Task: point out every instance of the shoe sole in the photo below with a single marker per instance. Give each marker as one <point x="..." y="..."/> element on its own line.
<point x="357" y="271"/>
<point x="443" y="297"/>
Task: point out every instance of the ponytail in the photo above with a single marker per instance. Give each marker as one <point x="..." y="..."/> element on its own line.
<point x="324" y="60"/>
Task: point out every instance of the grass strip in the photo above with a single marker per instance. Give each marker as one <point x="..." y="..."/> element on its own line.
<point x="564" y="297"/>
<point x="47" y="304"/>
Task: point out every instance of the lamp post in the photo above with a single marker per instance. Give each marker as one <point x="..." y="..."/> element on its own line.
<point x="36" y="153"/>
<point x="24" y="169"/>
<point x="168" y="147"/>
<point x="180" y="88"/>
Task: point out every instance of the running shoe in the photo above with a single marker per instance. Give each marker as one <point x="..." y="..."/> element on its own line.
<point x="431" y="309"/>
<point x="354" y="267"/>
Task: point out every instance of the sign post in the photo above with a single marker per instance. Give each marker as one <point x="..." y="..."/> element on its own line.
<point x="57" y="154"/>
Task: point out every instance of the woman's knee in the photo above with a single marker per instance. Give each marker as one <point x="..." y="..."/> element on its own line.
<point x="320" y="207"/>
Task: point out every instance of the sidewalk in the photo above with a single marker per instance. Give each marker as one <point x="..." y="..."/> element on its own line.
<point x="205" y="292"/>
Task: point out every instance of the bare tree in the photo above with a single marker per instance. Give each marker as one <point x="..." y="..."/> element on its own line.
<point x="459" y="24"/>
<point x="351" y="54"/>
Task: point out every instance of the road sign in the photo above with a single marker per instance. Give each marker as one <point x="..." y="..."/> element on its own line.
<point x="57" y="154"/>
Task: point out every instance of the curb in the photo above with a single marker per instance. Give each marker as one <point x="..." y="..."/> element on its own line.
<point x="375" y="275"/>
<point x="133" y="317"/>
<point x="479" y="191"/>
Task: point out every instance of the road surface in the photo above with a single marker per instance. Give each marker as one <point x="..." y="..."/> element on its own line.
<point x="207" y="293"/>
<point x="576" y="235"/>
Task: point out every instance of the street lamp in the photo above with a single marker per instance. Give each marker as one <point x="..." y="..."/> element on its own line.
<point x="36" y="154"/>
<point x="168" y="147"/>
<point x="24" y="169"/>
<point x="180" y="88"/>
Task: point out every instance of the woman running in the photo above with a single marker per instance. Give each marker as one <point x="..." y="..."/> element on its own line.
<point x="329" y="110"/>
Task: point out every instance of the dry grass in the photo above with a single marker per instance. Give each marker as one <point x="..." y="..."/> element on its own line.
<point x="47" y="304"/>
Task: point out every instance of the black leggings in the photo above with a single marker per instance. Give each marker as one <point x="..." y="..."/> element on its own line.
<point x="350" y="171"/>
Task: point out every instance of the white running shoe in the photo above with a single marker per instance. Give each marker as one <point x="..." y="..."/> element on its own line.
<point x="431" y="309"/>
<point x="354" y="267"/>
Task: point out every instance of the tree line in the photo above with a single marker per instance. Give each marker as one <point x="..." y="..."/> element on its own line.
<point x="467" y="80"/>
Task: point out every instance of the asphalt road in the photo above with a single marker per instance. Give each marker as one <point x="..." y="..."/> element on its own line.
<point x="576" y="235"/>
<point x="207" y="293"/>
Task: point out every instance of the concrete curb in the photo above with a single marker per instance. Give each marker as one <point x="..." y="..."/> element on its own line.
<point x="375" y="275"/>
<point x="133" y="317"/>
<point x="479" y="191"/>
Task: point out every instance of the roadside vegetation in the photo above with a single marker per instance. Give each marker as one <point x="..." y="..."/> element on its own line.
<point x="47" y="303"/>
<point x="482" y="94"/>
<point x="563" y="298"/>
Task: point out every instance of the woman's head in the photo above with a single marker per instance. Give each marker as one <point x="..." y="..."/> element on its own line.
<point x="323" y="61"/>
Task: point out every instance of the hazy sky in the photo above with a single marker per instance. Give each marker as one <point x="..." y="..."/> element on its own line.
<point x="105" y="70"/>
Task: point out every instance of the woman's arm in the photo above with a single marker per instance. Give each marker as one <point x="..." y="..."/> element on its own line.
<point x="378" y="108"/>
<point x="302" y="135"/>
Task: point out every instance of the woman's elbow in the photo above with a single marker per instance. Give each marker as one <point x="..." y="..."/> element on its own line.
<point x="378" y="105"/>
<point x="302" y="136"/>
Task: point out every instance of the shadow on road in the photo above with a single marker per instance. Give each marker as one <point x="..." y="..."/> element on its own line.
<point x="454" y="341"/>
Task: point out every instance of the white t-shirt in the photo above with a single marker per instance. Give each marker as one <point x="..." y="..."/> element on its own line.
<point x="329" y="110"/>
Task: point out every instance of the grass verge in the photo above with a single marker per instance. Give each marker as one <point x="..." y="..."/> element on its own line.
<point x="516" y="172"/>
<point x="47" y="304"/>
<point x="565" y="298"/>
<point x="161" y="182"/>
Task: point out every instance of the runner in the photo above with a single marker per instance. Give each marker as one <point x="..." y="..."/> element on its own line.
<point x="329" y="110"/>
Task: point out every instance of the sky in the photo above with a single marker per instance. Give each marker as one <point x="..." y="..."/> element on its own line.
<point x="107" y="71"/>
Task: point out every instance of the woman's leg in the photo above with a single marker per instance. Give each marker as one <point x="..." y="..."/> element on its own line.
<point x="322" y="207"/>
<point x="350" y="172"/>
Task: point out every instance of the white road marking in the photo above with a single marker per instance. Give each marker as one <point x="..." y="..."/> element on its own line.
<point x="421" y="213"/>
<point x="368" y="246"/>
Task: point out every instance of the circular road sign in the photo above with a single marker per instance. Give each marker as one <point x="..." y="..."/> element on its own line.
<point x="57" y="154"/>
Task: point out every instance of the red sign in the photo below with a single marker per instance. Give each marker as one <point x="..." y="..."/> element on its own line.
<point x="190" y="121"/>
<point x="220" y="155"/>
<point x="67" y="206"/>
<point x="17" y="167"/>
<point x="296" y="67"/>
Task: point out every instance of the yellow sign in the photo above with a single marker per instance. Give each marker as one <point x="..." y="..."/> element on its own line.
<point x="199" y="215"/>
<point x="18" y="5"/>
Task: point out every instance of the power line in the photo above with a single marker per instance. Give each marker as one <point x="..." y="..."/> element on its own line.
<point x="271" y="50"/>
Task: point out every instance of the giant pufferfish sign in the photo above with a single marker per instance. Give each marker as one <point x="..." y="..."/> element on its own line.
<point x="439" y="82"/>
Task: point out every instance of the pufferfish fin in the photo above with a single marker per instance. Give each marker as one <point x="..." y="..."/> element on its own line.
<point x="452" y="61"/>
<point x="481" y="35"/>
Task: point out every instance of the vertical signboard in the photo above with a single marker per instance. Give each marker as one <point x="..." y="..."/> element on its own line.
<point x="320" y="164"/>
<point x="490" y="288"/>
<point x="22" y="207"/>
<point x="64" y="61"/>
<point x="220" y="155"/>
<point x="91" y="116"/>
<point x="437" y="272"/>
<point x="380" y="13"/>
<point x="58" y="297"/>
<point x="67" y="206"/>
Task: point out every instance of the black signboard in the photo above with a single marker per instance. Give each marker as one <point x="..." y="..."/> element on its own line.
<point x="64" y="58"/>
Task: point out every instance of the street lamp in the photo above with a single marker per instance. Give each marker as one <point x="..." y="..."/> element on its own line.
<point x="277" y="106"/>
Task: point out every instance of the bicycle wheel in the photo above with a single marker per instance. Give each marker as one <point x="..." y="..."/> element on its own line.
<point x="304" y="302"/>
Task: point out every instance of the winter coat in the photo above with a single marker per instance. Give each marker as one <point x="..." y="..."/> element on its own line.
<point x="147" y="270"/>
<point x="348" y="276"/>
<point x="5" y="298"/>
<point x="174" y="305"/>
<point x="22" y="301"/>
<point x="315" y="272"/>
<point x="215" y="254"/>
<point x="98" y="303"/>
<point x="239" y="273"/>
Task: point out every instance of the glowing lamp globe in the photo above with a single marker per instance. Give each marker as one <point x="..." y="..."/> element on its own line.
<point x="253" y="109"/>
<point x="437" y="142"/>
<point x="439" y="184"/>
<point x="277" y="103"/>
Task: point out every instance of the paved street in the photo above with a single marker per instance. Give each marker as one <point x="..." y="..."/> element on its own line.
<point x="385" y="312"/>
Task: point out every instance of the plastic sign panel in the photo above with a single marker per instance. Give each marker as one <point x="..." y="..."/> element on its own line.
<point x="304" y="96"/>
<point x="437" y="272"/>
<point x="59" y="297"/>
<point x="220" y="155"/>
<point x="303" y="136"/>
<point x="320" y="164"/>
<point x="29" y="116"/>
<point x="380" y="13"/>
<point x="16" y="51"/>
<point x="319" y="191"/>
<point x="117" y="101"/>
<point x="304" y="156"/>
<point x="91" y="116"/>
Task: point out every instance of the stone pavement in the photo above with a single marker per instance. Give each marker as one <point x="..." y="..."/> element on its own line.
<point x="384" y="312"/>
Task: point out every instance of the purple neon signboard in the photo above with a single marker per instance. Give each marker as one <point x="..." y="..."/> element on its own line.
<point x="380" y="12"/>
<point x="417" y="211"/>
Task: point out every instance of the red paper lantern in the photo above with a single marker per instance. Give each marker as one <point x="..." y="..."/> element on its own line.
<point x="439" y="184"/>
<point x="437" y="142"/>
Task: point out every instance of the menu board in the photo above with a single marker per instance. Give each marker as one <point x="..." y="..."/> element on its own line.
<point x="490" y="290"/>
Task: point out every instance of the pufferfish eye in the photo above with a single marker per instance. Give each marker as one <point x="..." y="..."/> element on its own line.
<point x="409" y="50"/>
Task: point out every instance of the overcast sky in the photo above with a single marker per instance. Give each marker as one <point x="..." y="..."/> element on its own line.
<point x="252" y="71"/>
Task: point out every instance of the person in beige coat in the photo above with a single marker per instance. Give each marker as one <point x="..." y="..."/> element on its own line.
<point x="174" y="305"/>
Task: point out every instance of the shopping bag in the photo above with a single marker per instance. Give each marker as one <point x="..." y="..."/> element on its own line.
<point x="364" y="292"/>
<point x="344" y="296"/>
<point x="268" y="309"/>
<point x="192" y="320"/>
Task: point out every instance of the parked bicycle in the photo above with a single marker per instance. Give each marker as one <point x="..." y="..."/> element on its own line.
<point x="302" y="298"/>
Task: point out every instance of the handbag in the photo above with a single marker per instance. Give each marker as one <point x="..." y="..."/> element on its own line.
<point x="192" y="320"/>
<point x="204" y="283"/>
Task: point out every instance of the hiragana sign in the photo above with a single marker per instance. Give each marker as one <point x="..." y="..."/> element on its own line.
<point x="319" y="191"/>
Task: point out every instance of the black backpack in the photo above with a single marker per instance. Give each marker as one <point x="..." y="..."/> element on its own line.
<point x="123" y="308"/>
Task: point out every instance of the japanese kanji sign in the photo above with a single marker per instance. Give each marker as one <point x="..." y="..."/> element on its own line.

◆ Exercise details: Give back exactly the lines that run from the line with "Task: point out every instance of the handbag" through the close of the material, counting both ends, and nothing more.

◆ Solution below:
Task: point out every instance of the handbag in the photo above with a single marker per instance. Give each marker as one <point x="..." y="..."/> element on its own line.
<point x="192" y="320"/>
<point x="204" y="283"/>
Task: point out every instance of the hiragana sign in the photo above with a single marker per instance. Give each marker as one <point x="..." y="..."/> element on its own line.
<point x="319" y="191"/>
Task: point out every instance of the black backpack in the photo above with a single marker per instance. Give each marker as one <point x="..." y="..."/> element on its own line.
<point x="123" y="308"/>
Task: point out every instance of the japanese kanji sign in the photo above with a single marker per instance. Give each marker as one <point x="..." y="..."/> element on its own line.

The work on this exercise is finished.